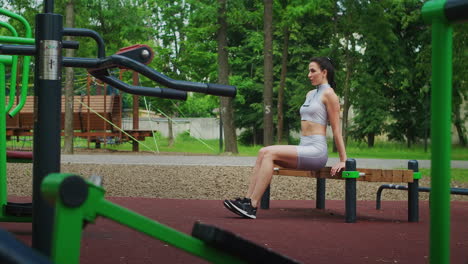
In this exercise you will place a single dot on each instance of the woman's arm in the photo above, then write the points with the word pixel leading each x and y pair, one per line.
pixel 332 103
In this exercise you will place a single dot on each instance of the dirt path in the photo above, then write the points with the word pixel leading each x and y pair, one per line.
pixel 200 182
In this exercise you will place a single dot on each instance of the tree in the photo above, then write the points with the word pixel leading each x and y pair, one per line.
pixel 460 82
pixel 268 74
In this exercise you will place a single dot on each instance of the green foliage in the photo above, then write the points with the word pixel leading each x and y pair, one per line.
pixel 383 47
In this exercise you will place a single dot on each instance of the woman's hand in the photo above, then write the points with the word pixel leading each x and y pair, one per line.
pixel 337 167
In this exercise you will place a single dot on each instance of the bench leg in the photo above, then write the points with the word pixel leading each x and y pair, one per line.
pixel 350 193
pixel 320 193
pixel 413 201
pixel 413 194
pixel 265 202
pixel 350 201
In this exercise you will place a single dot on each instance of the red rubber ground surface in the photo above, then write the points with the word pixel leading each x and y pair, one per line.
pixel 293 228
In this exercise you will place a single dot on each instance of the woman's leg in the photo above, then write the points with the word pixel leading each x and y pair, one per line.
pixel 283 155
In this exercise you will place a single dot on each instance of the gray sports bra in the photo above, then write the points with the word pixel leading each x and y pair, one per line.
pixel 313 108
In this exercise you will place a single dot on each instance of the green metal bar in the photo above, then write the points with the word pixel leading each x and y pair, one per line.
pixel 26 62
pixel 441 96
pixel 17 40
pixel 5 59
pixel 13 68
pixel 68 225
pixel 3 180
pixel 3 158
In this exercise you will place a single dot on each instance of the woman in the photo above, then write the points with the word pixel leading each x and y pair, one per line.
pixel 321 106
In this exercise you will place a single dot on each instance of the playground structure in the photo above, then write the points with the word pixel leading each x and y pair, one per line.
pixel 352 175
pixel 73 191
pixel 46 138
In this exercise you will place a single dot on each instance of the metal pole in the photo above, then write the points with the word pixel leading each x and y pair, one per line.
pixel 441 104
pixel 48 6
pixel 350 194
pixel 47 89
pixel 441 110
pixel 265 201
pixel 413 194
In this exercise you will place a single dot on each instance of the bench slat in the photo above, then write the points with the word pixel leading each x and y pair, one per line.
pixel 371 175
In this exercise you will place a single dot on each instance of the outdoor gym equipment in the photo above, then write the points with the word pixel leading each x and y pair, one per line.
pixel 458 191
pixel 47 89
pixel 441 14
pixel 77 200
pixel 17 212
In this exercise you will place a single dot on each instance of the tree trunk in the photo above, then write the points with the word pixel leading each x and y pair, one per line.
pixel 284 70
pixel 268 73
pixel 346 104
pixel 69 76
pixel 227 112
pixel 170 137
pixel 458 122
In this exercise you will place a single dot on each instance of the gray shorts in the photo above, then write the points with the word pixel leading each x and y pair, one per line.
pixel 312 152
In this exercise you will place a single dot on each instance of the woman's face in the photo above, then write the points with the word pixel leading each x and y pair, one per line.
pixel 316 75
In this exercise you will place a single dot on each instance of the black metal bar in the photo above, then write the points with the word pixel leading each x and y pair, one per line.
pixel 48 6
pixel 84 32
pixel 265 201
pixel 456 191
pixel 320 193
pixel 47 89
pixel 350 196
pixel 413 194
pixel 207 88
pixel 25 50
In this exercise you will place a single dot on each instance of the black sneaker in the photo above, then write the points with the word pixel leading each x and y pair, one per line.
pixel 227 204
pixel 244 208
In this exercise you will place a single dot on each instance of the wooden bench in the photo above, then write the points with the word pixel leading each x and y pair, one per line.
pixel 352 175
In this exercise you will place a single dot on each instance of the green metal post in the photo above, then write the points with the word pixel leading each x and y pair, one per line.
pixel 13 68
pixel 3 195
pixel 441 104
pixel 68 225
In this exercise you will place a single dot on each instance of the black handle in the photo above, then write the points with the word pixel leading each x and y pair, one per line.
pixel 97 66
pixel 30 50
pixel 139 90
pixel 213 89
pixel 456 10
pixel 84 32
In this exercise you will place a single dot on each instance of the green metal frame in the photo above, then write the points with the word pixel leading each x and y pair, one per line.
pixel 6 60
pixel 433 12
pixel 26 61
pixel 68 224
pixel 350 174
pixel 417 175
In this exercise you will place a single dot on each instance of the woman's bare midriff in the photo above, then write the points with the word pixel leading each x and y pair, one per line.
pixel 309 128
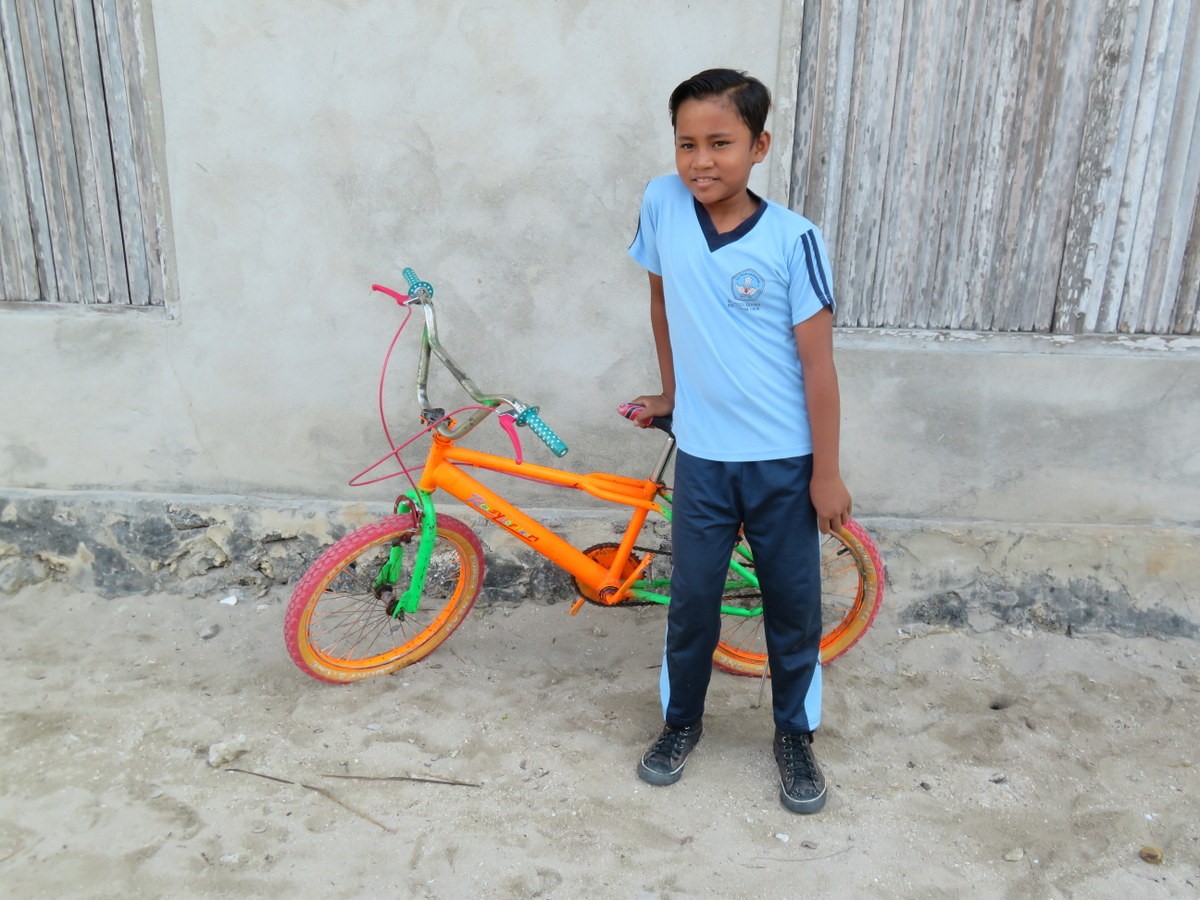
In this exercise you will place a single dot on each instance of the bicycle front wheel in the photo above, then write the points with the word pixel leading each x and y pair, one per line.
pixel 851 594
pixel 343 625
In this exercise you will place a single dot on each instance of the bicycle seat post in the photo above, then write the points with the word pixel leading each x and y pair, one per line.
pixel 664 459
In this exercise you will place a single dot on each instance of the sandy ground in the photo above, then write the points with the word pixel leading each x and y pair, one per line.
pixel 963 763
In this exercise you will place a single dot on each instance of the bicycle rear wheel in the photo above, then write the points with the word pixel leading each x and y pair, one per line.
pixel 851 594
pixel 340 627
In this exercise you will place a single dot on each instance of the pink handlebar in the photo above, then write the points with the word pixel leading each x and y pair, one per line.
pixel 394 294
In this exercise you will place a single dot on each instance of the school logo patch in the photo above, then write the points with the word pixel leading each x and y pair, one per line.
pixel 747 286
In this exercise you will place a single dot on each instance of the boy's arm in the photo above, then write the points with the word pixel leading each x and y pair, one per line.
pixel 814 342
pixel 659 403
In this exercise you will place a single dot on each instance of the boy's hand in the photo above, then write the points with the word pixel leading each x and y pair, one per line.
pixel 653 405
pixel 832 502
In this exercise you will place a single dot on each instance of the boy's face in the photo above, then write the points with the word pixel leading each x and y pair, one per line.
pixel 715 151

▬▬▬

**Task directions:** Convert all of the material above into a Markdown table with the columns Row and Line. Number each line in Row, leave out blank lines, and omit the pictures.

**Answer for the task:**
| Row | Line |
|---|---|
| 1 | In this exercise you will place a single dot on each instance of the woman's arm in the photo above, then write the points with the word pixel leading each x and y pair, one per line. |
| 2 | pixel 332 103 |
| 3 | In this exercise you will place a single dot on each instance of the dirt path in the photo above, then write the points with the word pixel leading each x and y pair, one per line. |
| 4 | pixel 200 182 |
| 5 | In this exercise you will place a single dot on each instance of the tree in the photo above, then write the points with the word pixel leading each x and y pair, one per line. |
| 6 | pixel 460 82 |
| 7 | pixel 268 74 |
| 8 | In this exercise you will place a single dot on each instance of the green foliage in the photo above, then write the points with the word pixel leading each x and y pair, one per line. |
| 9 | pixel 383 47 |
| 10 | In this exercise you will place a single dot on each instance of the woman's hand in the photo above, then write the points with the word pixel leading each x and y pair, one per line. |
| 11 | pixel 337 167 |
| 12 | In this exercise you will place a single dot on each instance of the bench leg in the photo above, then write the points with the word pixel leading each x and y pair, one per line. |
| 13 | pixel 350 193 |
| 14 | pixel 320 193 |
| 15 | pixel 413 201 |
| 16 | pixel 413 194 |
| 17 | pixel 265 202 |
| 18 | pixel 350 201 |
| 19 | In this exercise you will place a single dot on each instance of the red rubber ground surface in the photo above, then write the points with the word pixel leading each x and y pair, one per line. |
| 20 | pixel 293 228 |
| 21 | In this exercise you will place a single dot on each instance of the woman's leg in the photo above, then write the points with the word pixel leading each x and y pair, one per line. |
| 22 | pixel 283 155 |
| 23 | In this exercise you will place a single dot on each instance of the gray sports bra in the photo above, then write the points with the word pixel leading each x and y pair, one per line. |
| 24 | pixel 313 108 |
| 25 | In this exercise you will place a single dot on each instance of the green metal bar in the photo above, then write the points with the word pixel leading each x and y pair, one per line. |
| 26 | pixel 26 62 |
| 27 | pixel 441 96 |
| 28 | pixel 17 40 |
| 29 | pixel 5 59 |
| 30 | pixel 13 68 |
| 31 | pixel 68 225 |
| 32 | pixel 3 180 |
| 33 | pixel 3 158 |
| 34 | In this exercise you will place a single dot on each instance of the woman in the photo above, then write the points with the word pixel leading each x and y pair, one per line. |
| 35 | pixel 321 106 |
| 36 | In this exercise you will place a single dot on each instance of the playground structure in the photo above, then write the points with the word pixel leading each x and y pair, one per line. |
| 37 | pixel 352 175 |
| 38 | pixel 73 191 |
| 39 | pixel 46 138 |
| 40 | In this exercise you will place a single dot on each instance of the metal pole in the photo above, then write the points with the word pixel leading each x and y pair, one per line. |
| 41 | pixel 441 104 |
| 42 | pixel 48 6 |
| 43 | pixel 350 194 |
| 44 | pixel 47 89 |
| 45 | pixel 441 110 |
| 46 | pixel 265 201 |
| 47 | pixel 413 194 |
| 48 | In this exercise you will place a single dot on each instance of the bench slat in the photo above, then write the points with the word pixel leading each x and y pair, one per line. |
| 49 | pixel 371 175 |
| 50 | In this exercise you will place a single dot on each instance of the outdoor gym equipment in the photo above, then write the points with the word pixel leading each x and y pair, one per line. |
| 51 | pixel 458 191 |
| 52 | pixel 47 89 |
| 53 | pixel 441 14 |
| 54 | pixel 77 200 |
| 55 | pixel 17 212 |
| 56 | In this exercise you will place a single dot on each instance of the tree trunk in the photo above, then write the points with the word pixel leading each x and y pair, one per line. |
| 57 | pixel 284 70 |
| 58 | pixel 268 73 |
| 59 | pixel 346 104 |
| 60 | pixel 69 76 |
| 61 | pixel 227 112 |
| 62 | pixel 170 137 |
| 63 | pixel 458 122 |
| 64 | In this exercise you will place a single dot on each instance of the gray shorts in the photo above, then write the points with the word pixel leading each x and y pair, one per line. |
| 65 | pixel 312 152 |
| 66 | In this exercise you will place a single dot on each instance of the woman's face in the photo above, then write the points with the word pixel leading each x and y pair, one per line. |
| 67 | pixel 316 75 |
| 68 | In this exercise you will place a single dot on each instance of the black metal bar in the photo above, then write the points with the word pixel leading each x and y pair, one per line. |
| 69 | pixel 48 6 |
| 70 | pixel 84 32 |
| 71 | pixel 265 201 |
| 72 | pixel 456 191 |
| 73 | pixel 320 193 |
| 74 | pixel 47 89 |
| 75 | pixel 350 196 |
| 76 | pixel 413 194 |
| 77 | pixel 207 88 |
| 78 | pixel 25 50 |
| 79 | In this exercise you will place a single dot on each instance of the black sneaker in the photo above, then write the points with the word pixel leading each x and y pair, one per line. |
| 80 | pixel 227 204 |
| 81 | pixel 244 208 |
| 82 | In this exercise you will place a single dot on each instance of the wooden bench in the photo above, then write the points with the word pixel leading each x and y pair, one per line. |
| 83 | pixel 352 175 |
| 84 | In this exercise you will place a single dot on each instance of the green metal post in the photo above, then write the points with the word pixel leading each x and y pair, one per line. |
| 85 | pixel 13 68 |
| 86 | pixel 3 195 |
| 87 | pixel 441 104 |
| 88 | pixel 68 225 |
| 89 | In this exercise you will place a single dot on each instance of the black handle in the photo above, then write the points with the word pixel leading each x and y pair, one per line. |
| 90 | pixel 97 66 |
| 91 | pixel 30 50 |
| 92 | pixel 139 90 |
| 93 | pixel 213 89 |
| 94 | pixel 456 10 |
| 95 | pixel 84 32 |
| 96 | In this exercise you will place a single dot on each instance of the green metal frame in the photo above, then write the points with the word pixel leading each x and y pair, one per line. |
| 97 | pixel 6 60 |
| 98 | pixel 433 12 |
| 99 | pixel 26 61 |
| 100 | pixel 68 224 |
| 101 | pixel 350 174 |
| 102 | pixel 417 175 |
| 103 | In this exercise you will place a single dot on each instance of the woman's bare midriff in the photo above, then write the points with the word pixel leading each x and y pair, one per line. |
| 104 | pixel 309 128 |
| 105 | In this exercise you will place a single dot on each instance of the bicycle front wheel in the photo above, then write the points with the word pixel leading each x and y pair, one per line. |
| 106 | pixel 851 594 |
| 107 | pixel 343 625 |
| 108 | In this exercise you will place a single dot on each instance of the bicycle seat post in the photo above, then write the points with the word pixel leading each x and y pair, one per line. |
| 109 | pixel 664 459 |
| 110 | In this exercise you will place a single dot on each instance of the sandy ground in the photo above, then write the points with the word pixel leading each x and y pair, one per line. |
| 111 | pixel 963 763 |
| 112 | In this exercise you will place a single dot on each instance of the bicycle rear wheel in the photo above, then write the points with the word pixel leading each x and y pair, one per line. |
| 113 | pixel 851 594 |
| 114 | pixel 340 627 |
| 115 | In this exercise you will place a single dot on each instance of the pink handlebar in the photo above, then write the points with the word pixel leading each x and y pair, one per line. |
| 116 | pixel 394 294 |
| 117 | In this exercise you will place a single dot on each instance of the school logo patch in the photo above, then write the points with the word pixel leading each x and y pair, one per line. |
| 118 | pixel 747 286 |
| 119 | In this exercise you will place a single dot on each instance of the boy's arm in the photo above, then write the points with the word pixel leading each x and y pair, one per line. |
| 120 | pixel 814 342 |
| 121 | pixel 659 403 |
| 122 | In this exercise you will place a single dot on each instance of the boy's hand in the photo above, then write the points with the word pixel leading each x and y pair, one per line. |
| 123 | pixel 653 405 |
| 124 | pixel 832 502 |
| 125 | In this exercise you will place a single dot on each instance of the boy's face in the photo above, then write the points with the word pixel leading each x and y pair, one per line. |
| 126 | pixel 715 151 |